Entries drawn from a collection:
┄┄┄┄┄┄┄┄┄┄
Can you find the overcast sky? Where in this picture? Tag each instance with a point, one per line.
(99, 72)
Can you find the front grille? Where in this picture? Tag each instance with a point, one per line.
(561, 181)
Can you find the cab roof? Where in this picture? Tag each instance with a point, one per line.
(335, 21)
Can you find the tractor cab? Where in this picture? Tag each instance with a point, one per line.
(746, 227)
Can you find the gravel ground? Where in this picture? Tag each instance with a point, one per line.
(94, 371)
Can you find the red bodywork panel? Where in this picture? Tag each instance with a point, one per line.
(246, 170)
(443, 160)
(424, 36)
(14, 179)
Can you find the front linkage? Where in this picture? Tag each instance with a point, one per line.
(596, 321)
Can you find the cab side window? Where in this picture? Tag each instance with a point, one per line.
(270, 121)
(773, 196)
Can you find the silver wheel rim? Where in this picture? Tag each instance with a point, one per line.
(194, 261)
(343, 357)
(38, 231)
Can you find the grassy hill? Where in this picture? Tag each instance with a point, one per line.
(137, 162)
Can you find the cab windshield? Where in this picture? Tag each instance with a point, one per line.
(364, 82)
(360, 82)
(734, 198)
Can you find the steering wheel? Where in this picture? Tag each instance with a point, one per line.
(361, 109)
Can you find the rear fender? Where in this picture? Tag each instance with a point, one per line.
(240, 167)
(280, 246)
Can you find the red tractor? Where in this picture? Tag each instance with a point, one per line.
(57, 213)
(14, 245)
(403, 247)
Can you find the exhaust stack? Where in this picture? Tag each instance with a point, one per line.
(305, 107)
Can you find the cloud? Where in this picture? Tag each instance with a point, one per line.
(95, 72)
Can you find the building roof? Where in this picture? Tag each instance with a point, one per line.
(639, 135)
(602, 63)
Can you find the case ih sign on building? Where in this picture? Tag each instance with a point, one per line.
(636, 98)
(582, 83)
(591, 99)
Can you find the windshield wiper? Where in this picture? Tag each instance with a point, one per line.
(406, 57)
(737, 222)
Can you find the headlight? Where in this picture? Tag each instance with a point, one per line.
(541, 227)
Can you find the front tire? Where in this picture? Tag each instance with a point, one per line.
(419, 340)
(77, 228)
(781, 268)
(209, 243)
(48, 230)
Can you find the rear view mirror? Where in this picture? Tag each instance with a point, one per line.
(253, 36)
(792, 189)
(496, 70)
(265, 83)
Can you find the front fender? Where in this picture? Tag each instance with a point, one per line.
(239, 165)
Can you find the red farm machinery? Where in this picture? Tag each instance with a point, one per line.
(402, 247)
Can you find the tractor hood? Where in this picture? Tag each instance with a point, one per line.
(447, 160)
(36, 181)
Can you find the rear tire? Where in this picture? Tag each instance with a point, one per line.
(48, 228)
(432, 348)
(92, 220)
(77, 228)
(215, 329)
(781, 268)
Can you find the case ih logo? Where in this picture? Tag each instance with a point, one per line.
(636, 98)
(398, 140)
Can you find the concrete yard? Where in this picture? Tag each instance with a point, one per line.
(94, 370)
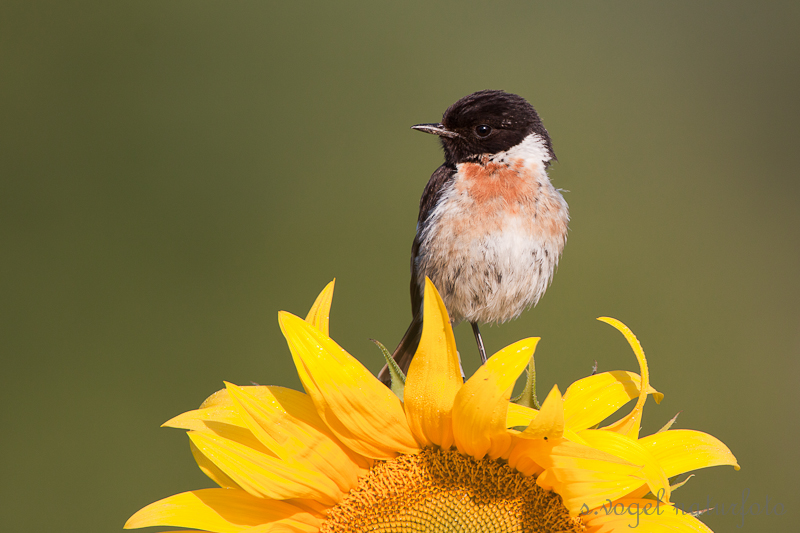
┄┄┄┄┄┄┄┄┄┄
• _Work required_: Copy out all of the material above, substituting "in this image" for every "in this picture" and leaving everything else unchanged. Leave the pictures out of your answer.

• _Answer to this task_:
Can you find the overcast sky? Where in this image? Tag each instance with a point, one per line.
(99, 72)
Can you find the front grille? Where in this image? Tag each instance with a point, one per line.
(561, 181)
Can you find the cab roof? Where in this image? Tag each instance with a point, one per line.
(335, 21)
Can you find the tractor cab? Where in this image? Tag each instance with a point, one per line.
(746, 227)
Can you find the gravel ground? Where in this image? Tag each instance with a point, one per line.
(94, 371)
Can you find the red bodywork panel? Where in this image? Tag each instance with a point, one per line.
(246, 170)
(443, 160)
(424, 36)
(14, 179)
Can you find the front linkage? Where in this image? Tag each instance with a point, one per line.
(596, 321)
Can you find the cab side window? Where in this image? Tag each instance with a point, one per line.
(270, 121)
(773, 196)
Can you find the silver wheel rim? Where in this image? Tag each instance with a point, one per line.
(194, 261)
(343, 357)
(38, 231)
Can you find the grassy hill? Where in this image? Tag each instance with a point, one per line.
(137, 162)
Can you find the cab windshield? Where in this image? Tag each instance with a point, one per line.
(364, 82)
(360, 82)
(734, 198)
Can you find the steering wheel? Where in this image? Tag each instance with a point, one per line.
(361, 109)
Can you find the rear fender? Where in this image? Tag each instance with a point, one per line.
(240, 167)
(280, 246)
Can you find the red tractor? Where in this image? Tag each instance with a point, one per line.
(57, 213)
(14, 245)
(403, 247)
Can you find the exhaust stack? Where in this image? Tag each instance with a point, one per line.
(305, 107)
Can you find the cloud? Where in this image? Tag each instance with a point, one per line.
(95, 72)
Can you find the building roof? Where in this image? Tag each instance with a point, one per line.
(639, 135)
(602, 63)
Can you find the case ih sign on building? Where in this image? Tag each instance with a point, one per line.
(636, 98)
(582, 83)
(591, 99)
Can you find the windshield wiper? Where in this image? Tag each instance with a point, one per line.
(406, 57)
(737, 222)
Can you find the headlight? Where in this image? Tag each instance with a point, one per line.
(541, 227)
Can you find the front tire? Where in this image? Tag each instance with a point, one per line.
(419, 340)
(77, 228)
(781, 268)
(209, 243)
(48, 230)
Can you find the rear view mirror? Where in this image? Tag each instance with a point, one per line.
(253, 36)
(792, 189)
(496, 70)
(265, 83)
Can you find the front fender? Where in this image? Tag each instance with a point, one per line.
(239, 165)
Can you find the red farm machinery? Where in this image? Tag each instance with a point, one per line.
(402, 247)
Can you find the tractor hood? Where in this image? Tag each instance with a point, one per line.
(447, 160)
(36, 181)
Can you find the rear tire? Where in this image? Tag each instance with a point, one per line.
(48, 228)
(432, 348)
(92, 220)
(77, 228)
(215, 329)
(781, 268)
Can you find the case ih logo? Where in this image? Tag each instance with a point, one per line.
(636, 98)
(398, 140)
Can you find the concrete yard? Where in this image? Tag each instance with a point, one per line.
(94, 370)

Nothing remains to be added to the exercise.